◆ Instrução dada 1:
No texto sobre o livro “Clean Code”, a frase que começa com "Começo pela minha maior crítica" usa alguns particípios para dizer como o livro é tratado. Liste todos eles.

◆ Trecho fornecido:
--

Eu e o “Clean Code” (o livro) – Parte 1: Catequização

Faz muito tempo que digo para tomar cuidado com o livro “Código Limpo”: nunca cheguei a detalhar as razões… bem, o momento chegou. Como o texto inicial ficou enorme o dividi em partes.

Começo pela minha maior crítica que não é ao livro em si, mas ao modo como é lido, divulgado e comentado (ou seria melhor dizer… catequizado?).

Importante: no decorrer do texto ao usar o termo “Clean Code” me refiro ao livro original escrito e organizado por Robert C. Martin em inglês, não às práticas.

O termo “Código Limpo” será usado como referência à tradução para o português do livro.

Disclaimer: narro aqui a minha experiência pessoal/profissional com este livro que pode ser diferente da sua. Meu objetivo não é estar certo, mas levantar uma discussão.

“Código Limpo” é leitura obrigatória? Na minha opinião, sim.

Se na sua área de atuação muita gente fala sobre um livro é importante que você pelo menos dê uma passada de olhos nele para entender do que se trata e, ainda mais importante, poder entender do que as pessoas falam e se o que é dito de fato faz sentido.

Por mais que você odeie este livro não há como negar que hoje ele faz parte da nossa formação: mesmo que você não o tenha lido com certeza encontrou alguém que fala ou programa influenciado por algo que é dito ali.

Então, se você está iniciando na área, é importante ler o livro para entender sobre o que provavelmente seus colegas estão falando. Se você exerce papel de liderança é ainda mais importante ter lido pelos mesmos motivos. O que varia aqui é a intensidade da leitura crítica, que por natureza é menor no primeiro caso, mas obrigatória no segundo.

Aceite: “Código Limpo” é um livro influente por mais que você o deteste (disclaimer: não o detesto, apenas acho raso (o que não tratarei nesta primeira parte)).

A próxima questão é: de que “Clean Code” estamos falando?

Como o conteúdo chega a nós

Platão apontando para o “mundo das ideias” e cagando as regras que complicariam nossa vida no futuro?

--

[Registros de uma fonte de dados]
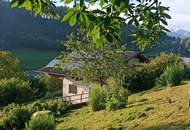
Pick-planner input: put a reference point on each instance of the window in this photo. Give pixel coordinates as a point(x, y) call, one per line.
point(72, 89)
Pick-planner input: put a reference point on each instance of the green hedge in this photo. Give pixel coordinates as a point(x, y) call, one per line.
point(143, 76)
point(14, 90)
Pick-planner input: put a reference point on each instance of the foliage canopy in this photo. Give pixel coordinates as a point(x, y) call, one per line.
point(103, 18)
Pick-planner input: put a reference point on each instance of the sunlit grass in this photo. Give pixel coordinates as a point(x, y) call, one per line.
point(33, 59)
point(153, 110)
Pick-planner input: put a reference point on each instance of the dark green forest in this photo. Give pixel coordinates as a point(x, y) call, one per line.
point(20, 29)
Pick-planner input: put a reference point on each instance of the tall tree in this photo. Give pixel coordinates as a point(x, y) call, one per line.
point(91, 64)
point(103, 18)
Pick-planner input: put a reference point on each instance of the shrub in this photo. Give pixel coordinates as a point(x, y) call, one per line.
point(51, 83)
point(117, 96)
point(172, 76)
point(9, 65)
point(97, 98)
point(143, 77)
point(38, 87)
point(14, 90)
point(16, 118)
point(41, 122)
point(187, 71)
point(57, 107)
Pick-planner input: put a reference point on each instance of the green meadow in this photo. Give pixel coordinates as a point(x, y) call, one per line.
point(33, 59)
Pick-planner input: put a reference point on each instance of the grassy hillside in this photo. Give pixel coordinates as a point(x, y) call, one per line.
point(34, 59)
point(164, 109)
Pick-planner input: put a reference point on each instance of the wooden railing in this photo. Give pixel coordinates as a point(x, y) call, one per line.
point(75, 99)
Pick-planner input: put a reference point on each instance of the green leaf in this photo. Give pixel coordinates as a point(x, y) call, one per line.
point(72, 20)
point(70, 13)
point(68, 1)
point(86, 19)
point(27, 5)
point(14, 4)
point(95, 34)
point(164, 21)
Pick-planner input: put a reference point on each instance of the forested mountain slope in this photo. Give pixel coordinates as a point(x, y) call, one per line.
point(20, 29)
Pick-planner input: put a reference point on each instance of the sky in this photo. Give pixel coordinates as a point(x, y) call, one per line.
point(180, 13)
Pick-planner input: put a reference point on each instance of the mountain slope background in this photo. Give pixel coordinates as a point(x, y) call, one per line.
point(34, 39)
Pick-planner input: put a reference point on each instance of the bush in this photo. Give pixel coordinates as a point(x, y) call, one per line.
point(41, 122)
point(38, 87)
point(117, 96)
point(143, 77)
point(57, 107)
point(9, 65)
point(187, 71)
point(172, 76)
point(14, 90)
point(51, 83)
point(16, 118)
point(97, 98)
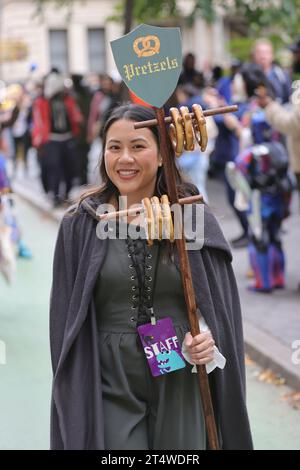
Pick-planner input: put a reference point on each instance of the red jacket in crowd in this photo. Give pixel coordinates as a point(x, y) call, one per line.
point(42, 119)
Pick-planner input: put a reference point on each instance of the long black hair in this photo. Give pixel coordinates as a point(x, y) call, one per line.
point(135, 113)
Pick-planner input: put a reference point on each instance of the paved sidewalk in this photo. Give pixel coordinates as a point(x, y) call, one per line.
point(271, 322)
point(26, 376)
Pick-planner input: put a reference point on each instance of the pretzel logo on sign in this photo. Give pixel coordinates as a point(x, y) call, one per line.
point(150, 46)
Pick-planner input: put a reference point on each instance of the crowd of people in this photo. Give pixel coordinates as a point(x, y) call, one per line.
point(61, 119)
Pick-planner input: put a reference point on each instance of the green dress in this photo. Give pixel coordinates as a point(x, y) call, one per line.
point(142, 411)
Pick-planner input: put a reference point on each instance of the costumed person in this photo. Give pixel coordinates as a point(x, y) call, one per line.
point(104, 395)
point(56, 123)
point(287, 122)
point(11, 242)
point(265, 167)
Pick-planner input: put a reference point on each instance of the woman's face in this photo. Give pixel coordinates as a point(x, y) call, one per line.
point(131, 159)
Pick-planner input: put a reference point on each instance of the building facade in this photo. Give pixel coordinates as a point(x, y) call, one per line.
point(79, 42)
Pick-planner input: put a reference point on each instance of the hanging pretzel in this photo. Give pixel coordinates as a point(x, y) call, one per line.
point(158, 222)
point(176, 132)
point(168, 228)
point(149, 220)
point(188, 128)
point(200, 126)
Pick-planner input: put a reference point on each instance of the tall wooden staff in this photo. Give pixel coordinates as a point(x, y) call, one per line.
point(149, 61)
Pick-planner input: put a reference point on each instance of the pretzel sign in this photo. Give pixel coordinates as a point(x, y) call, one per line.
point(149, 60)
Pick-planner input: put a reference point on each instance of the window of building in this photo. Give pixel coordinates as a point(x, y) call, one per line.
point(96, 50)
point(58, 40)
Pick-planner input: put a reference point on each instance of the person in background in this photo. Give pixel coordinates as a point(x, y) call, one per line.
point(83, 98)
point(295, 49)
point(286, 121)
point(56, 123)
point(103, 101)
point(194, 164)
point(189, 73)
point(263, 55)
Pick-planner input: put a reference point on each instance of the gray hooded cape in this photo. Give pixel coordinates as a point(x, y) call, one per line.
point(76, 408)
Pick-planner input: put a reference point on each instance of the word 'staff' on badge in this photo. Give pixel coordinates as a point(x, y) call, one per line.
point(149, 61)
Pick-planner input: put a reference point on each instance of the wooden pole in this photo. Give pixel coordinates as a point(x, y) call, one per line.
point(140, 209)
point(186, 276)
point(207, 112)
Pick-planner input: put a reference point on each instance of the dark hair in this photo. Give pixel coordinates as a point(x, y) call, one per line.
point(134, 113)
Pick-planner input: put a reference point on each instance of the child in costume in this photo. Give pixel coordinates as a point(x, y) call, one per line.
point(10, 235)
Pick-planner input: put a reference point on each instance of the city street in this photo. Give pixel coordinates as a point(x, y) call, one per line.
point(26, 378)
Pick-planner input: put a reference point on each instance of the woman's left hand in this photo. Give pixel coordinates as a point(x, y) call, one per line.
point(200, 348)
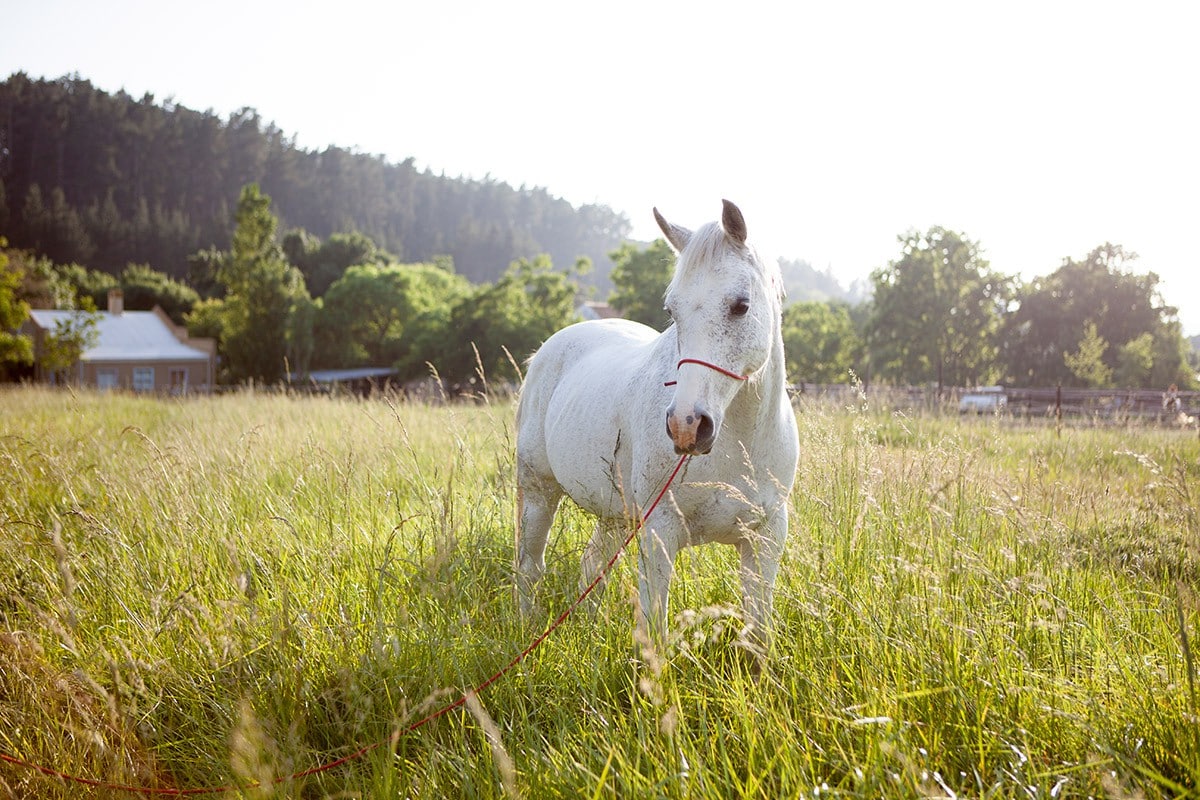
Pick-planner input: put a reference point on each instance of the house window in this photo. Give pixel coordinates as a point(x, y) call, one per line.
point(143, 379)
point(177, 378)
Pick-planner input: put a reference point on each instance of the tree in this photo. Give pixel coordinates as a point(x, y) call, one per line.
point(936, 312)
point(820, 342)
point(371, 314)
point(15, 348)
point(263, 296)
point(1102, 289)
point(640, 280)
point(504, 322)
point(323, 263)
point(71, 337)
point(1087, 362)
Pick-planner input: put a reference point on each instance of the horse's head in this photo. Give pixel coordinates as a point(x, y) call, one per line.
point(725, 306)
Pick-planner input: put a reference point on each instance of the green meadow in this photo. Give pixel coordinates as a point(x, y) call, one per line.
point(223, 593)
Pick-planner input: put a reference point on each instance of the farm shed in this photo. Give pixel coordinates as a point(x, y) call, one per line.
point(139, 350)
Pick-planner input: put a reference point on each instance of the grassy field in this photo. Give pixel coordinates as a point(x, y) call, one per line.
point(220, 591)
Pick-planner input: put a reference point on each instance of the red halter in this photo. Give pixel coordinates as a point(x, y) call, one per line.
point(711, 366)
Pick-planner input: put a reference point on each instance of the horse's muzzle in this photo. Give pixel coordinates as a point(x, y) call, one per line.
point(691, 433)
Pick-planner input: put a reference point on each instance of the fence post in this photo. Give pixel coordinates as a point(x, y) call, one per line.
point(1057, 410)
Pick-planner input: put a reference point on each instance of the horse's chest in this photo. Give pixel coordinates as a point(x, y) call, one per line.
point(718, 512)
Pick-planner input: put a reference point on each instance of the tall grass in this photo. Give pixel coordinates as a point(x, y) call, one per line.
point(221, 591)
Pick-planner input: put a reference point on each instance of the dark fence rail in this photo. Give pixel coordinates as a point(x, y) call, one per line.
point(1054, 402)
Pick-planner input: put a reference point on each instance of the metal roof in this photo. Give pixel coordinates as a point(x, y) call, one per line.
point(339, 376)
point(129, 336)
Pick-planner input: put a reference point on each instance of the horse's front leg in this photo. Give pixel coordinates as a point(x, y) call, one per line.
point(655, 566)
point(599, 553)
point(760, 553)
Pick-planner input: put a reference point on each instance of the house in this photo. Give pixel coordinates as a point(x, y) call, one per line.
point(142, 350)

--

◆ Instrução dada 2:
Informe cada linha da listagem que contenha a palavra "mountain".

◆ Resultado da tarefa 1:
lido
divulgado
comentado
catequizado

◆ Resultado da tarefa 2:
Pick-planner input: put a reference point on each instance of the forested mountain slope in this photo. Give pixel coordinates as a point(x, y) call, one per line.
Pick-planner input: put a reference point on each instance of the mountain slope background in this photo. Give pixel coordinates as a point(x, y) call, one per line.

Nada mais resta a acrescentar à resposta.